AIM:
In the data below, take the lines from the one containing "seg: mulch bed" up to and including the one containing "Give the mask of every instance of the mulch", and write them out as a numbered list, skipping any blank lines.

════

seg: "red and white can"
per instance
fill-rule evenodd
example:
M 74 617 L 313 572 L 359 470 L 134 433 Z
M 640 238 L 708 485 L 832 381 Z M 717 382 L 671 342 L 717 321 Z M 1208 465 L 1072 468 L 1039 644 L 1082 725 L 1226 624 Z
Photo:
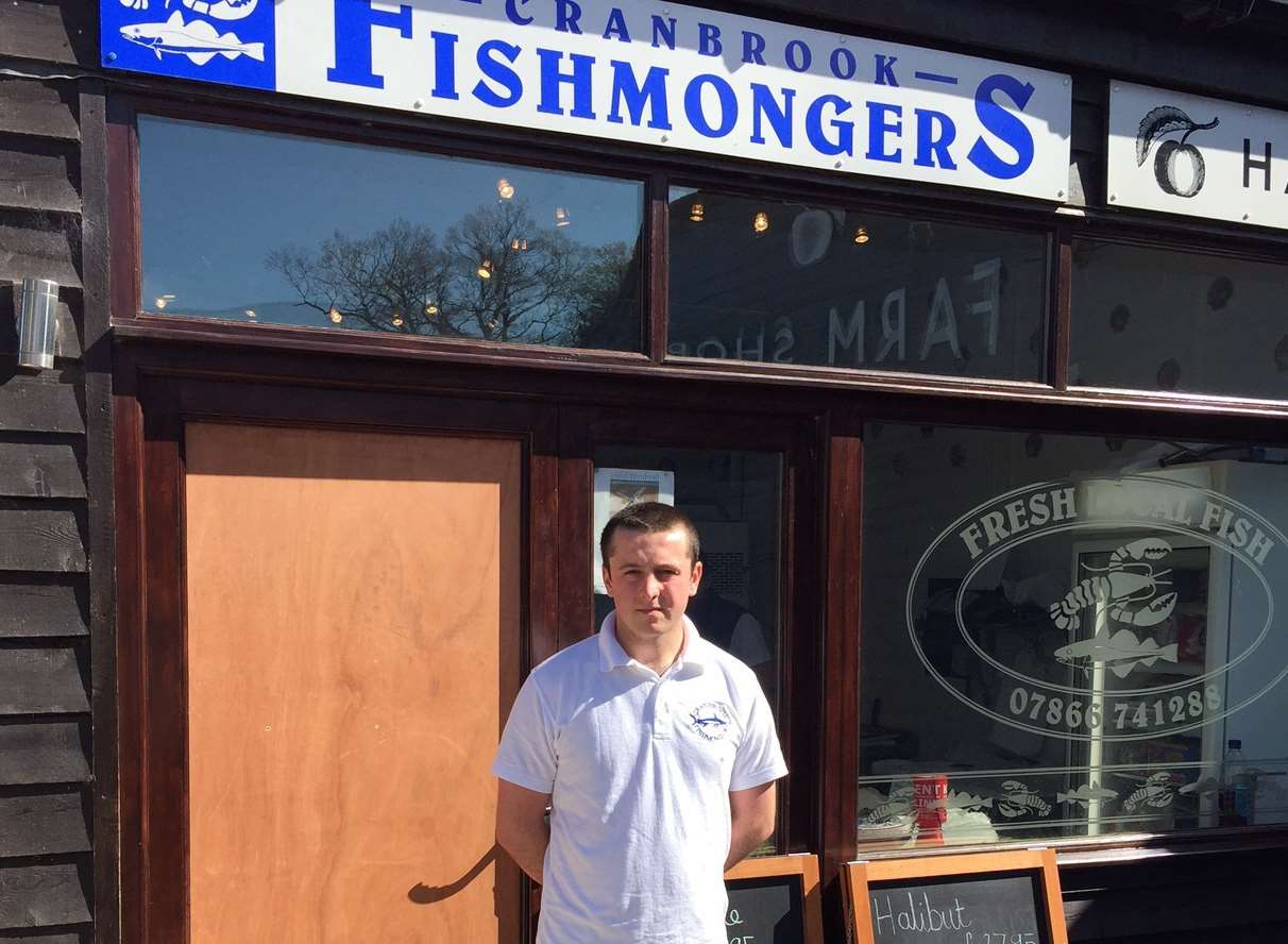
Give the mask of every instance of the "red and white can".
M 942 845 L 948 819 L 948 775 L 916 774 L 912 778 L 912 811 L 917 818 L 917 842 Z

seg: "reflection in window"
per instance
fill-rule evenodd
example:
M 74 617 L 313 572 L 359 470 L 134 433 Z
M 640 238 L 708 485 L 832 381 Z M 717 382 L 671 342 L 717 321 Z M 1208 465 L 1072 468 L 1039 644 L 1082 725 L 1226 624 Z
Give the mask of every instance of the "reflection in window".
M 672 188 L 670 353 L 1042 380 L 1047 238 Z
M 144 308 L 640 348 L 643 185 L 143 117 Z
M 594 628 L 613 608 L 598 578 L 599 531 L 631 501 L 674 504 L 693 519 L 702 546 L 703 576 L 689 617 L 703 639 L 752 667 L 777 707 L 781 456 L 600 446 L 595 467 Z
M 1070 381 L 1288 398 L 1288 268 L 1079 240 Z
M 860 844 L 1288 822 L 1288 449 L 864 439 Z

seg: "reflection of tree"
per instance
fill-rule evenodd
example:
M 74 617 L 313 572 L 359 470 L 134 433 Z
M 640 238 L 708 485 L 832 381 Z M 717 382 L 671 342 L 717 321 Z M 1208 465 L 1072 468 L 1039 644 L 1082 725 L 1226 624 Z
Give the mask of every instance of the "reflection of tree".
M 484 264 L 489 278 L 479 276 Z M 622 307 L 636 312 L 627 245 L 537 229 L 524 200 L 483 206 L 442 240 L 395 219 L 367 237 L 336 232 L 313 251 L 274 250 L 267 265 L 300 304 L 384 331 L 578 345 L 599 322 L 627 314 Z

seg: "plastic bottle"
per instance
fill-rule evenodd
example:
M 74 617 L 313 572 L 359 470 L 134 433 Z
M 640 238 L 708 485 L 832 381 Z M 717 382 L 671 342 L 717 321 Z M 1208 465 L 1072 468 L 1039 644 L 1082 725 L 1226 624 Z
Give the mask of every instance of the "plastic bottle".
M 1230 738 L 1225 748 L 1225 764 L 1218 795 L 1221 826 L 1252 824 L 1252 774 L 1243 761 L 1243 741 Z

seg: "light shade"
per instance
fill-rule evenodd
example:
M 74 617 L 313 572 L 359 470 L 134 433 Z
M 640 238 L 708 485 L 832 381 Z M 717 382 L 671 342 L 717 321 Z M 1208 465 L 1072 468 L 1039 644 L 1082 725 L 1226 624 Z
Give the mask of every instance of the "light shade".
M 18 364 L 49 370 L 58 344 L 58 282 L 49 278 L 22 279 L 18 309 Z

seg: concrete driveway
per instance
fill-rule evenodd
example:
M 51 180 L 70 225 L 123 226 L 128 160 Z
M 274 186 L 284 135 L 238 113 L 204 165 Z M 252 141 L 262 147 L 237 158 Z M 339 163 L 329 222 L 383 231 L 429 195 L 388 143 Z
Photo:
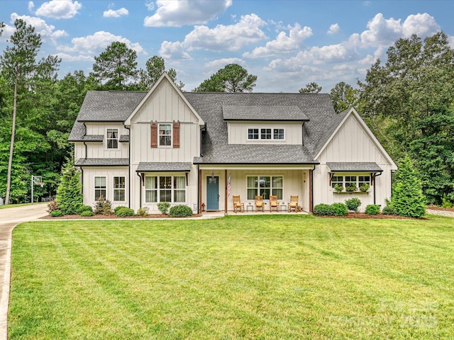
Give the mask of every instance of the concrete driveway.
M 11 270 L 11 232 L 23 222 L 48 214 L 47 204 L 0 209 L 0 340 L 8 339 L 8 306 Z

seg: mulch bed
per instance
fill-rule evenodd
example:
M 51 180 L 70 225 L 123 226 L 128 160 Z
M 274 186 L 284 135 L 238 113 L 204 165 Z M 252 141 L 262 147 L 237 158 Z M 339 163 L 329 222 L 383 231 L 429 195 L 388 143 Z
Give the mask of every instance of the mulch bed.
M 192 216 L 188 216 L 189 217 L 199 217 L 201 215 L 194 214 Z M 125 217 L 120 217 L 116 215 L 94 215 L 93 216 L 87 217 L 87 216 L 80 216 L 79 215 L 67 215 L 65 216 L 61 216 L 60 217 L 52 217 L 50 215 L 44 216 L 41 217 L 40 220 L 112 220 L 112 219 L 137 219 L 137 220 L 147 220 L 147 219 L 153 219 L 153 218 L 177 218 L 177 217 L 171 217 L 168 215 L 163 214 L 150 214 L 147 216 L 128 216 Z M 178 218 L 184 218 L 184 217 L 178 217 Z

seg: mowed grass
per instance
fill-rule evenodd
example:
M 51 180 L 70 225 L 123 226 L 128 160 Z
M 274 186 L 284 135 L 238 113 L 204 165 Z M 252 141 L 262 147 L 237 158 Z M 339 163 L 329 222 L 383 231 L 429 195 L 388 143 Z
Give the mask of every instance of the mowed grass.
M 11 339 L 454 337 L 454 220 L 43 221 L 13 233 Z

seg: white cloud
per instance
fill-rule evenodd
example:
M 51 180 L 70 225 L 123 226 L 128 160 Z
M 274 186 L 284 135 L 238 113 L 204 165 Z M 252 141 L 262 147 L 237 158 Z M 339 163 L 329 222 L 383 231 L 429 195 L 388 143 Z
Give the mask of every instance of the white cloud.
M 126 38 L 114 35 L 109 32 L 101 30 L 92 35 L 74 38 L 71 40 L 72 46 L 61 46 L 60 50 L 65 52 L 75 52 L 81 55 L 98 55 L 111 45 L 113 42 L 124 42 L 128 48 L 134 50 L 137 53 L 146 54 L 138 42 L 131 42 Z
M 304 26 L 301 28 L 299 23 L 294 26 L 287 26 L 289 35 L 280 32 L 276 39 L 269 41 L 265 46 L 257 47 L 251 52 L 245 52 L 243 57 L 258 58 L 276 56 L 282 53 L 288 53 L 300 49 L 301 44 L 307 38 L 312 35 L 312 29 Z
M 401 20 L 386 19 L 379 13 L 367 23 L 367 30 L 360 34 L 363 47 L 389 46 L 403 34 Z
M 218 25 L 214 28 L 196 26 L 184 38 L 188 50 L 238 51 L 251 42 L 266 38 L 260 29 L 266 23 L 255 14 L 241 16 L 234 25 Z
M 328 30 L 328 34 L 336 34 L 339 33 L 340 30 L 340 27 L 339 27 L 339 24 L 333 23 L 329 26 L 329 30 Z
M 82 6 L 78 1 L 73 2 L 72 0 L 50 0 L 43 3 L 35 14 L 56 19 L 70 19 L 77 14 Z
M 164 59 L 182 59 L 187 60 L 192 59 L 191 56 L 185 52 L 184 44 L 179 41 L 175 42 L 163 41 L 161 44 L 159 53 Z
M 232 0 L 156 0 L 156 13 L 147 16 L 143 24 L 147 27 L 180 27 L 205 23 L 231 4 Z M 150 9 L 150 3 L 146 6 Z
M 402 25 L 404 36 L 410 38 L 416 34 L 420 38 L 433 35 L 441 30 L 435 18 L 426 13 L 409 16 Z
M 119 18 L 122 16 L 127 16 L 128 14 L 129 14 L 129 11 L 123 7 L 120 9 L 117 9 L 116 11 L 114 11 L 113 9 L 104 11 L 102 16 L 104 18 Z
M 59 38 L 67 36 L 67 33 L 65 30 L 55 30 L 55 26 L 53 25 L 48 25 L 45 21 L 40 18 L 28 16 L 19 16 L 16 13 L 13 13 L 11 18 L 11 23 L 13 23 L 16 21 L 16 19 L 22 19 L 27 23 L 27 25 L 31 25 L 35 28 L 35 33 L 40 35 L 43 39 L 45 39 L 46 38 L 57 39 Z M 12 26 L 12 28 L 13 33 L 16 30 L 16 28 Z

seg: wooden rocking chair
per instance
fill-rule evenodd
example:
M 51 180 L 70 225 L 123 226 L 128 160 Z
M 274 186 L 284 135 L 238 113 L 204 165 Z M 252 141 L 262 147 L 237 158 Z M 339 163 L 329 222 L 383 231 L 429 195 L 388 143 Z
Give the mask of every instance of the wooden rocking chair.
M 279 203 L 277 203 L 277 196 L 270 195 L 270 212 L 272 211 L 273 209 L 275 209 L 277 212 L 279 212 Z
M 295 210 L 295 212 L 299 211 L 298 207 L 298 196 L 290 196 L 290 203 L 289 203 L 289 212 L 292 211 L 292 209 Z
M 255 211 L 262 210 L 264 212 L 263 208 L 263 196 L 255 196 Z
M 233 212 L 244 212 L 244 203 L 241 202 L 240 196 L 233 196 Z

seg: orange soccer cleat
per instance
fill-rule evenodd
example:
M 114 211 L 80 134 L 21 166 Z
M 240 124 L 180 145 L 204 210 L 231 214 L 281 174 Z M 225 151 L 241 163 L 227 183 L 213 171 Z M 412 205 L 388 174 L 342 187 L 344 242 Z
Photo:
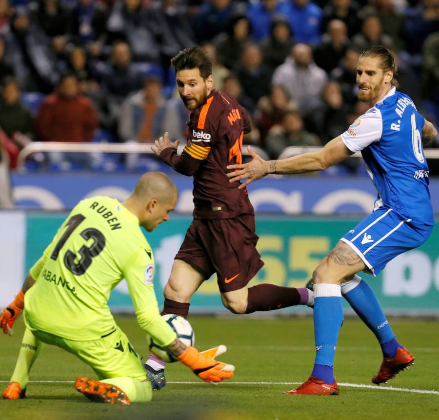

════

CORRECT RESPONSE:
1. seg: mulch bed
2. per instance
3. fill-rule evenodd
4. example:
5. M 51 180 L 70 225 L 123 226 L 128 160 Z
6. M 274 186 L 284 135 L 238 113 L 204 165 Z M 252 141 L 262 147 L 237 158 Z M 339 163 L 329 222 L 383 231 L 429 195 L 388 143 Z
7. Give the mask of every instance of the mulch bed.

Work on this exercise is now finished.